** Begin Task inputs **

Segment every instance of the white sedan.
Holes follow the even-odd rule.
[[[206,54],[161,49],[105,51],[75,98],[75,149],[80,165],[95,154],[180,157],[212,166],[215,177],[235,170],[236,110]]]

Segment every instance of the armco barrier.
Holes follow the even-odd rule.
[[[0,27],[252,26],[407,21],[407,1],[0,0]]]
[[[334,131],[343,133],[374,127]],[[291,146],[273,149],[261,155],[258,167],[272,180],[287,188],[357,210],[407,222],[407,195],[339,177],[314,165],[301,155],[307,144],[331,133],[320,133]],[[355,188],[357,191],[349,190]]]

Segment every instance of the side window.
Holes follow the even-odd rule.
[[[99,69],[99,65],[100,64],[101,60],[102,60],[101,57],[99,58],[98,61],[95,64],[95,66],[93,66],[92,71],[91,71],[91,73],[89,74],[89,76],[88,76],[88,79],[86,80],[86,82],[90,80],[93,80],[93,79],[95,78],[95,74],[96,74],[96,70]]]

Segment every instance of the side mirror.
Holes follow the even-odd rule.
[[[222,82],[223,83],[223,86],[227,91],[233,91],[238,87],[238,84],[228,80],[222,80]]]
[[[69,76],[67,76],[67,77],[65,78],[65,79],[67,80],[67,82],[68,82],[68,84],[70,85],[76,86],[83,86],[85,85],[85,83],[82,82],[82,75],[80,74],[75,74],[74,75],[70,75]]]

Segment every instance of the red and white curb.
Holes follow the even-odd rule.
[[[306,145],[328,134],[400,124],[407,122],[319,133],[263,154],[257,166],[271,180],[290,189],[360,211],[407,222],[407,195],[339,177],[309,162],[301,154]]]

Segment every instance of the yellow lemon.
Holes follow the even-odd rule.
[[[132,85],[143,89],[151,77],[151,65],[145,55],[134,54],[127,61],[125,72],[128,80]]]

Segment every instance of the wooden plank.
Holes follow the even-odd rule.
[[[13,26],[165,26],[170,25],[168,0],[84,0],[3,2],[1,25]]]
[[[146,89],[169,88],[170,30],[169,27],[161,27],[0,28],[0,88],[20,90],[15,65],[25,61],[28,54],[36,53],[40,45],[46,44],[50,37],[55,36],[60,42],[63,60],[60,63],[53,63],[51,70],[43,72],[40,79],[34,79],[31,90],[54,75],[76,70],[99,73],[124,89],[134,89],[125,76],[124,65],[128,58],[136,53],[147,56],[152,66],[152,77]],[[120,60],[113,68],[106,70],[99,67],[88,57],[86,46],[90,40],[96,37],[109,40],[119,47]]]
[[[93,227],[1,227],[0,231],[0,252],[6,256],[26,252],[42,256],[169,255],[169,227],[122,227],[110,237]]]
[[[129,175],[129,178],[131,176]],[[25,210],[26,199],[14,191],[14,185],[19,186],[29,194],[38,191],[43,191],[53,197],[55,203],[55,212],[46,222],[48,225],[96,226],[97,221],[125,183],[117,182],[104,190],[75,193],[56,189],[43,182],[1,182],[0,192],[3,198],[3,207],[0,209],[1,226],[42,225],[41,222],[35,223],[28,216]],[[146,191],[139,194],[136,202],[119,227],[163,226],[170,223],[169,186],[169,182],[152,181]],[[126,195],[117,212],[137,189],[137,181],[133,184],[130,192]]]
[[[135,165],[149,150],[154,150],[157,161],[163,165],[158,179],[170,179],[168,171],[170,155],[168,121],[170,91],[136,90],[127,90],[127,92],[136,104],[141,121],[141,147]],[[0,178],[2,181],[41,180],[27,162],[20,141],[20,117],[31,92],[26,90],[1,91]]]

** End Task inputs **

Exercise directions
Write the lines of the records above as a numbered list, leaving out the blank lines.

Worked answer
1. Segment every instance of the white sedan.
2. Holes follow the even-odd rule.
3. [[[206,54],[161,49],[105,51],[75,98],[75,149],[80,165],[95,154],[180,157],[212,166],[215,177],[235,170],[236,110]]]
4. Segment every instance of the armco barrier.
5. Holes follow the even-odd rule.
6. [[[0,27],[252,26],[407,21],[407,1],[0,0]]]
7. [[[334,131],[343,133],[374,127]],[[291,146],[273,149],[261,155],[258,167],[272,180],[287,188],[357,210],[407,222],[407,195],[339,177],[314,165],[301,155],[307,144],[331,133],[320,133]],[[355,188],[357,191],[349,190]]]
8. Segment every instance of the side window.
9. Holes follow the even-odd rule.
10. [[[99,69],[99,65],[100,64],[101,60],[102,60],[101,57],[99,58],[98,61],[95,64],[95,66],[93,66],[92,71],[91,71],[91,73],[89,74],[89,76],[88,76],[88,79],[86,80],[86,82],[90,80],[93,80],[93,79],[95,78],[95,74],[96,74],[96,70]]]
11. Segment every instance of the side mirror.
12. Holes follow the even-odd rule.
13. [[[222,82],[223,83],[223,86],[227,91],[233,91],[238,87],[238,84],[228,80],[222,80]]]
14. [[[69,76],[67,76],[67,77],[65,78],[65,79],[67,80],[67,82],[68,82],[68,84],[70,85],[76,86],[83,86],[85,85],[85,83],[82,82],[82,75],[80,74],[75,74],[74,75],[70,75]]]
15. Segment every instance of the red and white curb.
16. Holes follow the even-odd rule.
17. [[[306,145],[328,134],[400,124],[407,122],[319,133],[263,154],[257,166],[271,180],[290,189],[360,211],[407,222],[407,195],[339,177],[309,162],[301,154]]]
18. Segment every instance of the yellow lemon.
19. Holes follow the even-odd rule.
20. [[[132,85],[143,89],[151,77],[151,65],[145,55],[134,54],[127,61],[125,72],[128,80]]]
21. Segment every instance of the wooden plank.
22. Holes follow the even-odd rule.
23. [[[13,26],[165,26],[170,25],[168,0],[84,0],[3,2],[1,25]]]
24. [[[146,89],[169,88],[170,30],[169,27],[161,27],[0,28],[0,88],[20,90],[15,65],[25,61],[28,54],[36,53],[40,45],[46,44],[50,37],[55,36],[60,42],[63,60],[60,63],[53,63],[51,70],[43,72],[40,79],[34,79],[31,90],[54,75],[76,70],[99,73],[124,89],[134,89],[125,76],[124,65],[128,58],[136,53],[147,56],[152,66],[152,77]],[[120,60],[113,68],[106,70],[99,67],[88,57],[86,46],[90,40],[96,37],[109,40],[119,47]]]
25. [[[93,227],[1,227],[0,231],[0,252],[6,256],[26,252],[42,256],[169,255],[169,227],[122,227],[110,237]]]
26. [[[129,175],[129,178],[131,176]],[[25,210],[26,199],[14,191],[14,185],[19,186],[29,194],[38,191],[43,191],[53,197],[55,203],[55,212],[46,222],[48,225],[96,226],[97,221],[125,183],[117,182],[104,190],[75,193],[56,189],[43,182],[1,182],[0,192],[3,198],[3,207],[0,209],[1,226],[42,225],[41,222],[35,223],[28,216]],[[146,191],[139,194],[136,202],[119,227],[163,226],[170,223],[169,186],[169,182],[152,181]],[[126,195],[117,212],[137,189],[137,181],[133,184],[130,192]]]
27. [[[135,165],[149,150],[154,150],[157,161],[163,165],[158,179],[170,179],[168,171],[170,155],[168,121],[170,91],[136,90],[127,90],[127,92],[136,104],[141,121],[141,147]],[[0,178],[2,181],[41,180],[27,162],[20,141],[20,117],[31,92],[26,90],[1,91]]]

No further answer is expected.